**Text block:**

┄┄┄┄┄┄┄┄┄┄

Those were just some off the top of my head. Please add on to this list :sharka:
 

reefman23

New Member
rescuediver19 said:
-You might be an aquariumholic if you get upset when people call your clownfish nemo...
This one reminded me of a comment of a www.reefkeeping.com issue... "$10,000 invested in a 125-gallon mixed reef, and all I hear is, "Oh look, a Nemo!""

These are all comments straight from the mouth of die-hard, addicted reefers... also from reefkeeping.com...

"Top Ten Worst Things You Have Done To Support Your Reef Habit..."

10) I moved into a smaller appartment, paid an electrician to install a new breaker box for the tanks and sold the couch and entertainment center.

9) Retirement?!?! Who needs retirement? I have started three IRAs and not one has lasted for a year or more. Everytime I get enough in the account and think I am doing well, I see something at the LFS or online that I know my aquarium will love to have. There goes that IRA!!!

8) I sold a dime bag of oregano to my cousin so I could put gas in my car to drive to the LFS, and then smoked the dime bag of oregano with my cousin and acted stoned so he would buy another bag.

7) I pulled my wife's IV equipment out of the trash because they make great kalkwasser dosers! Hey, they just would have gone to waste otherwise, right?

┄┄┄┄┄┄┄┄┄┄

Records from a dataset:
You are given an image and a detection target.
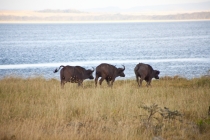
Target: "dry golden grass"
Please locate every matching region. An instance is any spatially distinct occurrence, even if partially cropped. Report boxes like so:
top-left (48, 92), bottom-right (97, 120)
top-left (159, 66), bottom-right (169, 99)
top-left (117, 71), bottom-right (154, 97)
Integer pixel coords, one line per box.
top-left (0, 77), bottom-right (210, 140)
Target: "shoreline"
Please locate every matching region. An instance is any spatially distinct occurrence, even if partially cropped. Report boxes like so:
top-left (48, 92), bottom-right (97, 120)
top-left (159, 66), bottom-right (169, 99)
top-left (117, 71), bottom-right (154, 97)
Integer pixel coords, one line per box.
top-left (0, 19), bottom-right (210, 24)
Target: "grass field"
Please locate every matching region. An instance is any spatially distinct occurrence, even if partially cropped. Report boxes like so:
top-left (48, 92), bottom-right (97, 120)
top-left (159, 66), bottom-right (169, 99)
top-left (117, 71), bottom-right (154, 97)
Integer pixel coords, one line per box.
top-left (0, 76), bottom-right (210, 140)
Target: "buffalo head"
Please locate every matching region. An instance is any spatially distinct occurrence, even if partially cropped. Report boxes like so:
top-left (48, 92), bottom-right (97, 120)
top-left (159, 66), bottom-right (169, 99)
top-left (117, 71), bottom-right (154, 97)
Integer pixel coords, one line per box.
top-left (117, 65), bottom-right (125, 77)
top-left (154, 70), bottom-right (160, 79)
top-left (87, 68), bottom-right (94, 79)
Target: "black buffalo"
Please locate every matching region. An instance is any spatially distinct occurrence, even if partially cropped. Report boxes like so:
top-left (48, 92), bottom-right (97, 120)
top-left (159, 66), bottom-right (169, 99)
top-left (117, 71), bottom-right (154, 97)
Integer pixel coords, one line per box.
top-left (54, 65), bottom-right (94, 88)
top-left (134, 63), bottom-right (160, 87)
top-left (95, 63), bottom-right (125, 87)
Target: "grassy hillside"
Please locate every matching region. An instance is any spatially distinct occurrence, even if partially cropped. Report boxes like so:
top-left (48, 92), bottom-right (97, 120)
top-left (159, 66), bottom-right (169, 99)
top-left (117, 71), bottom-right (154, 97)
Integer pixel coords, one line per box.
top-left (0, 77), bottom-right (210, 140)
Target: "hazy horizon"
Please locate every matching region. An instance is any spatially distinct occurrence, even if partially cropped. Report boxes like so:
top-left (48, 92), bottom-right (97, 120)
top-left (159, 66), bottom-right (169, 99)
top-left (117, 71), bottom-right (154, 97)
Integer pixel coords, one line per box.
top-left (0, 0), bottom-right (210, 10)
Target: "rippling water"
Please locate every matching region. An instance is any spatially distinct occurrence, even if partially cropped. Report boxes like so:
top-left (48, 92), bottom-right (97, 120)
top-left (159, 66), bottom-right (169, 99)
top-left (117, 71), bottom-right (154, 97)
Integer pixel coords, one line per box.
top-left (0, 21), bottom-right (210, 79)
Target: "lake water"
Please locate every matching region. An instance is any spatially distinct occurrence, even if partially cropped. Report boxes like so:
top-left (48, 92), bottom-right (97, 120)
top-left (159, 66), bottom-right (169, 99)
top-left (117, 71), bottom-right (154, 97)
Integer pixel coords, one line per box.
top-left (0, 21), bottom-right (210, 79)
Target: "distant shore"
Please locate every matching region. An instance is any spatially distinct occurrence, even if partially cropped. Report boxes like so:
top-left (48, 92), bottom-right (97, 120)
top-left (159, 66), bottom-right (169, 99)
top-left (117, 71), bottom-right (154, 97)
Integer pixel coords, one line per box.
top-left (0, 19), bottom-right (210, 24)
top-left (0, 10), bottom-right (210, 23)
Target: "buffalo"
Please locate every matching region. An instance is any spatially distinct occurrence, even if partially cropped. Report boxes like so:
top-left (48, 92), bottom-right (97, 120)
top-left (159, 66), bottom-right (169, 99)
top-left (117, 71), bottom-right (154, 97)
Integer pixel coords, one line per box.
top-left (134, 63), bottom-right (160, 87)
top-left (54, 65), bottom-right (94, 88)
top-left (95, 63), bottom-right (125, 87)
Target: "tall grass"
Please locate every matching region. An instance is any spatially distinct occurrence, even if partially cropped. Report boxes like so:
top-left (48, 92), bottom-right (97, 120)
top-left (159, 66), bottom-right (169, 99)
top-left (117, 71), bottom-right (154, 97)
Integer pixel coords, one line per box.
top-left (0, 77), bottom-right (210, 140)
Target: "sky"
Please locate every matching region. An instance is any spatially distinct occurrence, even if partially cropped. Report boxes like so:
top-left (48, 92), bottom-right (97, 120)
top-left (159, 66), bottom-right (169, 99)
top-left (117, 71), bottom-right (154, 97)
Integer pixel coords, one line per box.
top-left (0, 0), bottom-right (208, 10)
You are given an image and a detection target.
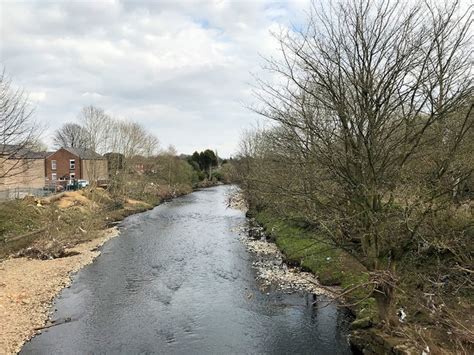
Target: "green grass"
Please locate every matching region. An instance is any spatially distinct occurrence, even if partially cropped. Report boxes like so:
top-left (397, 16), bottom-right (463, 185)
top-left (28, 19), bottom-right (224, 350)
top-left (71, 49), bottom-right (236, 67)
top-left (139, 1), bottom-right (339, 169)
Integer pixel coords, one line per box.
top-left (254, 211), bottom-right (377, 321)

┄┄┄┄┄┄┄┄┄┄

**Jobs:**
1) How would you render this sentence from the reef-keeping post in Spanish: "I have started three IRAs and not one has lasted for a year or more."
2) How many lines of the records contain the string "water"? Give the number only.
The reef-keeping post and the records are unrelated.

**Answers to the exercises:**
1) He abierto tres cuentas IRA y ninguna ha durado un año o más.

2) 2